● Problem to work on
Can you reproduce the whole listing below line for line, omitting the pictures?

— Start Exercise data —

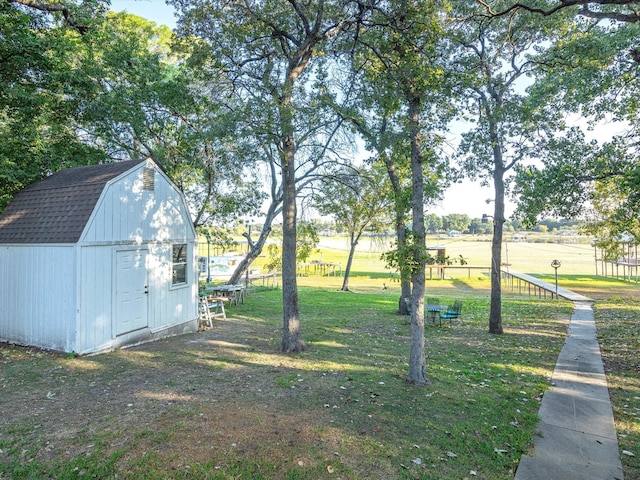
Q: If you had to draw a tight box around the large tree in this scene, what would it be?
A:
[355,1,447,385]
[516,6,640,244]
[171,0,372,352]
[0,2,104,211]
[454,2,551,334]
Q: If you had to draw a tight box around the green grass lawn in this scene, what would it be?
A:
[0,238,640,480]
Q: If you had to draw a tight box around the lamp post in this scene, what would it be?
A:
[551,260,560,299]
[244,220,251,289]
[204,230,211,283]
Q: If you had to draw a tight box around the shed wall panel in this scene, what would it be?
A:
[81,168,195,244]
[78,245,114,353]
[0,245,77,351]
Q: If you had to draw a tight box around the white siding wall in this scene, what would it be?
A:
[79,164,198,351]
[0,245,76,351]
[77,245,114,353]
[0,163,198,353]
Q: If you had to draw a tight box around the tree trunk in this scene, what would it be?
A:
[382,154,411,315]
[407,95,429,385]
[489,125,505,334]
[396,222,411,315]
[281,125,307,353]
[340,234,358,292]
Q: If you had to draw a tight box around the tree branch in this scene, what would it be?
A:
[476,0,640,23]
[9,0,89,35]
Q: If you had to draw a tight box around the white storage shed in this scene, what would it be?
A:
[0,160,198,354]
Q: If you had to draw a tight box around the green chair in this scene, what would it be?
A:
[440,300,462,325]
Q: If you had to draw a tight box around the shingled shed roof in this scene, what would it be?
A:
[0,160,144,243]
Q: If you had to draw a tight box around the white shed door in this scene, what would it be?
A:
[115,250,148,335]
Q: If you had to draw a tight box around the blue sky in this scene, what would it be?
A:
[111,0,513,218]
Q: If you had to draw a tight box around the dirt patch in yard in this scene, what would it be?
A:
[0,318,360,477]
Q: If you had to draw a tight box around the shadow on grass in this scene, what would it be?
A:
[0,288,567,479]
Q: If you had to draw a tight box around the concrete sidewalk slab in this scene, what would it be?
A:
[515,301,623,480]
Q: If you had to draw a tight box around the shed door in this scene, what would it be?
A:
[115,250,148,335]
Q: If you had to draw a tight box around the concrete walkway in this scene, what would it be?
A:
[515,299,623,480]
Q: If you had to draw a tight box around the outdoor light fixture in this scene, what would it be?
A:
[551,260,560,298]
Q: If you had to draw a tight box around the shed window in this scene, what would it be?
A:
[171,243,187,285]
[142,167,156,192]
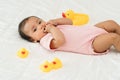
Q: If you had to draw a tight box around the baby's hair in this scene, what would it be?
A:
[18,16,36,42]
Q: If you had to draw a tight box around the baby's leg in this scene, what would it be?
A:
[95,20,120,35]
[93,33,120,52]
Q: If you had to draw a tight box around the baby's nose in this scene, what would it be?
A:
[41,23,46,27]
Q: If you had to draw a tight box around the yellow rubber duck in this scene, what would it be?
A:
[40,61,52,72]
[62,10,89,26]
[17,48,29,58]
[51,58,62,69]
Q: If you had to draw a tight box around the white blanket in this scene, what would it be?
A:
[0,0,120,80]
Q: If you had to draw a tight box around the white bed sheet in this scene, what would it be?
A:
[0,0,120,80]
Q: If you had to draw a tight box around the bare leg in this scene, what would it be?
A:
[93,33,120,52]
[95,20,120,35]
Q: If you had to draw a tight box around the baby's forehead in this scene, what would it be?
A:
[28,16,42,21]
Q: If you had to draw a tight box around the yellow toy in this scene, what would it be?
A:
[40,58,62,72]
[62,10,89,26]
[17,48,29,58]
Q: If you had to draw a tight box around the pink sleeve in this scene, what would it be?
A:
[40,33,53,50]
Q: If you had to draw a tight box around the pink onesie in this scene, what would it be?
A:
[40,25,108,54]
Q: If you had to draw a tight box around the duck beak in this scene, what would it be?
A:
[62,13,66,18]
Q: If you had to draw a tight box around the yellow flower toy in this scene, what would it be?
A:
[51,58,62,69]
[62,10,89,26]
[17,48,29,58]
[40,58,62,72]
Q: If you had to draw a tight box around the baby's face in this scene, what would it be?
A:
[23,17,47,41]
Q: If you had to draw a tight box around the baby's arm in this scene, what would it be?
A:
[45,24,65,49]
[48,18,73,26]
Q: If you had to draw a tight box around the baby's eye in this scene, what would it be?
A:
[39,21,41,24]
[33,28,37,32]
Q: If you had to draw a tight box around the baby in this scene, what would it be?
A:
[18,16,120,54]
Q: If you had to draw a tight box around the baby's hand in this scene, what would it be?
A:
[47,20,58,26]
[44,24,55,33]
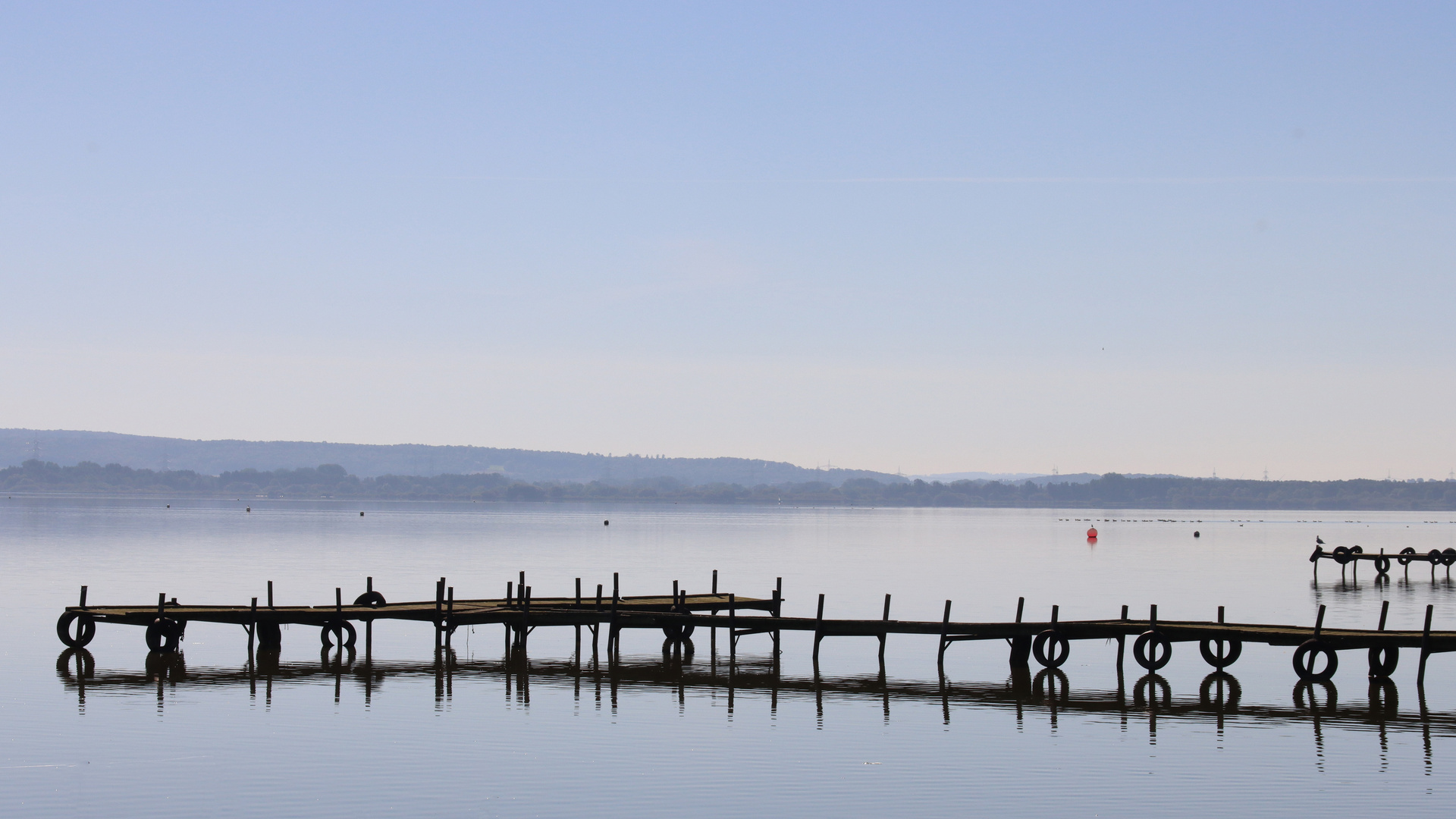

— End Exercise data —

● Solved problem
Q: If you had to draw a tight box around the large tree in this scene, what would it be?
A:
[355,1,447,385]
[516,6,640,244]
[171,0,372,352]
[0,2,104,211]
[454,2,551,334]
Q: If you had to draw a tight box around the green grass lawn in this scene, what would it be?
A:
[0,238,640,480]
Q: If you had to draw a tight box around the lamp post in this scene, what would it be?
A:
[551,260,560,299]
[244,220,251,289]
[204,230,211,283]
Q: If you had to draw a tight box around the shed wall panel in this scene, what would it be?
A:
[81,168,195,244]
[78,245,114,353]
[0,245,77,351]
Q: If you had to draw a tight box around the white siding wall in this scene, what would it be?
A:
[79,164,198,351]
[0,245,76,351]
[77,245,114,353]
[0,163,198,353]
Q: If you had to draw a tight box around the tree trunk in this scene, what would it be?
A:
[382,154,411,315]
[407,95,429,385]
[489,125,505,334]
[396,222,411,315]
[281,125,307,353]
[340,234,358,292]
Q: If you had to draw a tight box around the tree branch in this scene, what would it be?
A:
[476,0,640,23]
[9,0,89,35]
Q: If you had to draw a tight box around the white storage shed in this scene, what would it be?
A:
[0,160,198,354]
Q: If you had to draw a tight box around the green chair in this scene, what would it be?
A:
[440,300,462,325]
Q: If you had to draw a tight box around the shingled shed roof in this scene, what would it be?
A:
[0,160,144,243]
Q: If you had to draw a tight box around the white shed door in this scene, what would it be?
A:
[115,250,148,335]
Q: If you had to draw a tight box around the blue sky in this scene, what would it be?
A:
[111,0,513,218]
Q: If you had to draw a tight box around the dirt patch in yard in this scene, what would it be?
A:
[0,318,360,477]
Q: If you had to draw a tight box around the shadow on grass in this scene, what would it be?
A:
[0,288,567,479]
Q: If you had to draw a tight box around the concrete sidewalk slab in this scene, what would it be?
A:
[515,301,623,480]
Q: If you had to draw a tight box around the shed door in this scene, what would it be?
A:
[115,250,148,335]
Q: If you had to draw a tight box around the concrete walkway in this scene, what would it be?
A:
[515,299,623,480]
Q: If you had to draw a tight box around the outdoor light fixture in this scene, what would it be?
A:
[551,260,560,298]
Q: If you had to draw a tight box around the shed window in this scene, what would it be?
A:
[171,243,187,285]
[142,167,156,192]
Q: If you had to draw a tight box around the baby's hair in this scene, what would it be?
A:
[18,16,36,42]
Q: If you had to draw a tight box around the baby's leg in this scene, what would it be?
A:
[95,20,120,35]
[93,33,120,52]
Q: If you had to draw a tight box around the baby's nose in this scene, what would it be?
A:
[41,23,46,27]
Q: If you had to draw a tight box around the yellow rubber duck in this scene, what would it be?
A:
[40,61,52,72]
[62,10,89,26]
[17,48,29,58]
[51,58,62,69]
Q: If you had to draw a tight box around the white blanket in this scene, what would it be?
A:
[0,0,120,80]
Q: If you had to draw a tight box around the white bed sheet in this scene, what would it be?
A:
[0,0,120,80]
Q: If you had to draw a tight box around the bare leg in this scene, what would it be?
A:
[93,33,120,52]
[95,20,120,35]
Q: If you had to draw a tight box around the baby's forehead in this scene, what would it be?
A:
[28,16,42,21]
Q: If you had to draw a tight box around the yellow toy in this scene, what would it be?
A:
[40,58,62,72]
[62,10,89,26]
[17,48,29,58]
Q: If you had to draw a tight box around the pink sleeve in this scene, what would it be?
A:
[40,33,53,50]
Q: If you had to draw a tight box around the pink onesie in this scene, what would it be?
A:
[40,25,108,54]
Q: If you had to draw a tight box around the duck beak in this scene, what would it be?
A:
[62,13,66,18]
Q: If you had to draw a tight box around the yellow flower toy in this scene, what would it be?
A:
[51,58,62,69]
[62,10,89,26]
[17,48,29,58]
[40,58,62,72]
Q: If you had to draw a tight box around the baby's face in this scene, what would it be?
A:
[23,17,47,41]
Q: If you had to draw a tight box around the baby's arm in this scene, what would it be?
A:
[45,24,65,49]
[48,18,73,26]
Q: If you had to draw a tight box around the baby's eye in this scene, what would it be?
A:
[39,21,41,24]
[33,28,37,32]
Q: If you had to draw a tight box around the baby in this scene, what would it be?
A:
[18,16,120,54]
Q: If you had to draw a tight box around the baby's hand in this scene, what would it be?
A:
[47,20,58,26]
[44,24,55,33]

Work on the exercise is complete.